## Problem description
Can you gather every line of the listing below that contains the word "sedan"? Case counts, so match only that exact capitalization.

## Exercise material
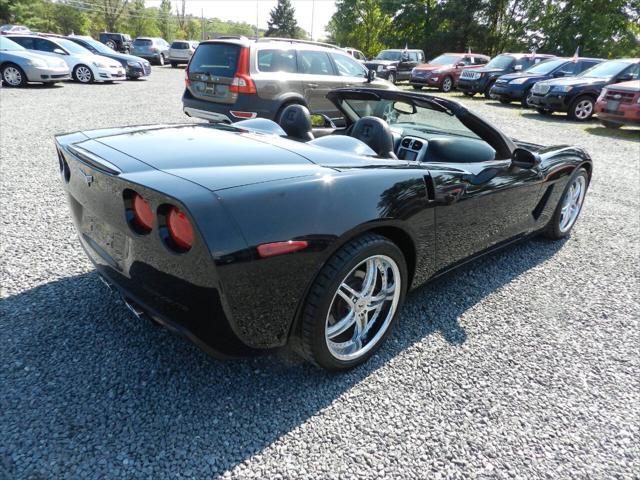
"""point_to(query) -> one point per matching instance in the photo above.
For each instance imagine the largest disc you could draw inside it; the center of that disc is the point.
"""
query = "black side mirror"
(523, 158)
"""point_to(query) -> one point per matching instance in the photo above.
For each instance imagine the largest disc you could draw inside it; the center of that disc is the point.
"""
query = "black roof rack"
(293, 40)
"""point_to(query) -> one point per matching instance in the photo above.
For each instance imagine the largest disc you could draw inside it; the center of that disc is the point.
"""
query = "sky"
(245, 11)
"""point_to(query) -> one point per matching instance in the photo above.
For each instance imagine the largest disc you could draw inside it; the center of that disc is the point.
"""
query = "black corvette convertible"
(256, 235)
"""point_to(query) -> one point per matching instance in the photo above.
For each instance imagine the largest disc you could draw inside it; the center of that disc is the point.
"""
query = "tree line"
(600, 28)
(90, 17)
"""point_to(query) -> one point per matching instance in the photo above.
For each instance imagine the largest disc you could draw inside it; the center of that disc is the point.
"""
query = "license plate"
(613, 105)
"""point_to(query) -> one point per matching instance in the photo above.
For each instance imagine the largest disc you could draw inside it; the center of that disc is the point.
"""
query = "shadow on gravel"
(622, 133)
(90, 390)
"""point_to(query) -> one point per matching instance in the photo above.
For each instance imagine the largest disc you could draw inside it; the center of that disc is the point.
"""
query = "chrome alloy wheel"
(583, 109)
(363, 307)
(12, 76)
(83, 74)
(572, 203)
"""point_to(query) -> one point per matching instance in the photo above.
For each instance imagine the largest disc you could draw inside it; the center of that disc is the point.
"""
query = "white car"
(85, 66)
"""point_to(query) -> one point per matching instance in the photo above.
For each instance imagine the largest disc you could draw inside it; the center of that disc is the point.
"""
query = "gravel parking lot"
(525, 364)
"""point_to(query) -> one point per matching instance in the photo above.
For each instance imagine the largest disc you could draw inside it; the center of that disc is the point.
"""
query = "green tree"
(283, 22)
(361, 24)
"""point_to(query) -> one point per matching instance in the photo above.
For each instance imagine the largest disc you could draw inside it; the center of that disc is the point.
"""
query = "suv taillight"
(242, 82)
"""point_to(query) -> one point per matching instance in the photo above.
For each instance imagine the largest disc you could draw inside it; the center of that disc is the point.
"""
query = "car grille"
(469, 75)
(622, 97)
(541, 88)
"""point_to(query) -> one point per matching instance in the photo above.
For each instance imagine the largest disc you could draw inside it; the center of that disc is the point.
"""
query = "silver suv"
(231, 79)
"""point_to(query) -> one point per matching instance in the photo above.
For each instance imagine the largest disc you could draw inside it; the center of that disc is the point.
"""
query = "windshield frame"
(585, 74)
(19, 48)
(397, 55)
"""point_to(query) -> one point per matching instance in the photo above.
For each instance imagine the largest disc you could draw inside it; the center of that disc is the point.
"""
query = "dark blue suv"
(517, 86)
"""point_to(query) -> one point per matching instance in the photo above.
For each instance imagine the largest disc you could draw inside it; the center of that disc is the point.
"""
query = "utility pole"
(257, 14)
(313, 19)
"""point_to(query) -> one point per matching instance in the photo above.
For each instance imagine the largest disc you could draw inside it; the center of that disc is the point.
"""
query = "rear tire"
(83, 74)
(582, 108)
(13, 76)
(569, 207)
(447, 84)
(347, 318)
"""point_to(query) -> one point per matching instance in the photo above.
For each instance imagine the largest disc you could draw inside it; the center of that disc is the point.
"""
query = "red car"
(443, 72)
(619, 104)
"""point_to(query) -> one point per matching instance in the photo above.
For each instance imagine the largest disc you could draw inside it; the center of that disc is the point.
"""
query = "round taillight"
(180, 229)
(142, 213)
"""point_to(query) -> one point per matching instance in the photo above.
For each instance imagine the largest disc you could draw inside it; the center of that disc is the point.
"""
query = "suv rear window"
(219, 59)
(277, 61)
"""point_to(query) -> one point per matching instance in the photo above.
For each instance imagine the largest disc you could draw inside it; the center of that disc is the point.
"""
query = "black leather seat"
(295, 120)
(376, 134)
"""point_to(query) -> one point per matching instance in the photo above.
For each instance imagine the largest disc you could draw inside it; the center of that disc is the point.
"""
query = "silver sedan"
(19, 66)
...
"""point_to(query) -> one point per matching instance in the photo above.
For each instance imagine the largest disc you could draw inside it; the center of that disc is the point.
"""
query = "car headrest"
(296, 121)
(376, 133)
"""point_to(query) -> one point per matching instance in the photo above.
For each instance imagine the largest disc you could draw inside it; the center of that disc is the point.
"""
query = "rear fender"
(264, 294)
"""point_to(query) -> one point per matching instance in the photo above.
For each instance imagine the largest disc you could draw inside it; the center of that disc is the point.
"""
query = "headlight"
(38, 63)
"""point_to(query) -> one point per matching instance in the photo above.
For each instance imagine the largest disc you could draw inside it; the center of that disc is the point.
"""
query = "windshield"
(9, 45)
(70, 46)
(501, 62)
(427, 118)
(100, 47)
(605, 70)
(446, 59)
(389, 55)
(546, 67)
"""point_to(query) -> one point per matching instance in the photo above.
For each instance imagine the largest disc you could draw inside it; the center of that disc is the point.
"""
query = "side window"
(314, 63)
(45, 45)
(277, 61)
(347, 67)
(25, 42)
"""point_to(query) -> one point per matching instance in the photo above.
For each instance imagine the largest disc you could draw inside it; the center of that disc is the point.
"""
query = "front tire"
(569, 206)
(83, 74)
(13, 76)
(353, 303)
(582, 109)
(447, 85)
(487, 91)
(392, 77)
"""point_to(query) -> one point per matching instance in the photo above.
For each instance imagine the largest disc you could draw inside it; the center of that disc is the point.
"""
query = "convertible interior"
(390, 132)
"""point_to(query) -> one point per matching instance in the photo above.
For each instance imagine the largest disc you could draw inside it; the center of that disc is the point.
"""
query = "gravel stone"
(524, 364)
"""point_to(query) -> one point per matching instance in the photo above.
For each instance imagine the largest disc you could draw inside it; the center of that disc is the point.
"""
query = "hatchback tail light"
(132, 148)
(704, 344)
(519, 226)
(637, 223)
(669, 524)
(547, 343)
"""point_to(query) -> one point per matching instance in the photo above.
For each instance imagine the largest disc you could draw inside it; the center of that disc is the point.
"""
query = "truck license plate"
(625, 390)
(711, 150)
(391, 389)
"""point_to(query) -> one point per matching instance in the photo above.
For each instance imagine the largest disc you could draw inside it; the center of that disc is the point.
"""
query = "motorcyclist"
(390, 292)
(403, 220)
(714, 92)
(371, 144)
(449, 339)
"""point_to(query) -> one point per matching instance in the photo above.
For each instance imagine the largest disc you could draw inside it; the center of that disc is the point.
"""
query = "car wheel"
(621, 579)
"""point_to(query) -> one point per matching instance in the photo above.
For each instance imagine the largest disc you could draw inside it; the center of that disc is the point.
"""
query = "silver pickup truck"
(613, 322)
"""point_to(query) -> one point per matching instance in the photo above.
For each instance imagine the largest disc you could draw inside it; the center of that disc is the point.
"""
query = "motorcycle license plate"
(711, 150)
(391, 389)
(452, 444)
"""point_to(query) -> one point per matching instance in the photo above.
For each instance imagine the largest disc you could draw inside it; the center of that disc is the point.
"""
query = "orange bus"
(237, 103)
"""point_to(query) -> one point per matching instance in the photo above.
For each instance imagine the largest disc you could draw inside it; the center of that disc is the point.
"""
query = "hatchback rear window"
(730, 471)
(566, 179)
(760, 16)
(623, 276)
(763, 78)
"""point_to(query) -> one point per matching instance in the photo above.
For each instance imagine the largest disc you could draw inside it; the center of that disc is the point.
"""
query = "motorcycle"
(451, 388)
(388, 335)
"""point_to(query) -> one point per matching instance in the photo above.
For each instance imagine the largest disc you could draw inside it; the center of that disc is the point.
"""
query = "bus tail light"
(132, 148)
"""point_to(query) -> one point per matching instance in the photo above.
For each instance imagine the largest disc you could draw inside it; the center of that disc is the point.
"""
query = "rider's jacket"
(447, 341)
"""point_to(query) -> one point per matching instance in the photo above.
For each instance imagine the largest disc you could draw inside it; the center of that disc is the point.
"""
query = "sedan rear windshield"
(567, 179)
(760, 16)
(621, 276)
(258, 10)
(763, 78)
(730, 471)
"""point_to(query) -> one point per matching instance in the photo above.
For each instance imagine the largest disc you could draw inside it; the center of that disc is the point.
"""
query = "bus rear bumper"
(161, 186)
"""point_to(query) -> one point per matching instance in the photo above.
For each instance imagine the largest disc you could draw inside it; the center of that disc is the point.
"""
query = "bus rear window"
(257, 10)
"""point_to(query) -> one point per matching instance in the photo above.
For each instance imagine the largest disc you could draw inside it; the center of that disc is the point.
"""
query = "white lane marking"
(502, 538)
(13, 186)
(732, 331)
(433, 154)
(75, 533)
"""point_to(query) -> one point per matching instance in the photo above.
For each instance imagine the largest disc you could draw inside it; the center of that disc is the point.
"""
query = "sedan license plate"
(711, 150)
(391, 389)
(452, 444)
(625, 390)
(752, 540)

## Final result
query = "silver sedan"
query = "sedan rear windshield"
query = "sedan license plate"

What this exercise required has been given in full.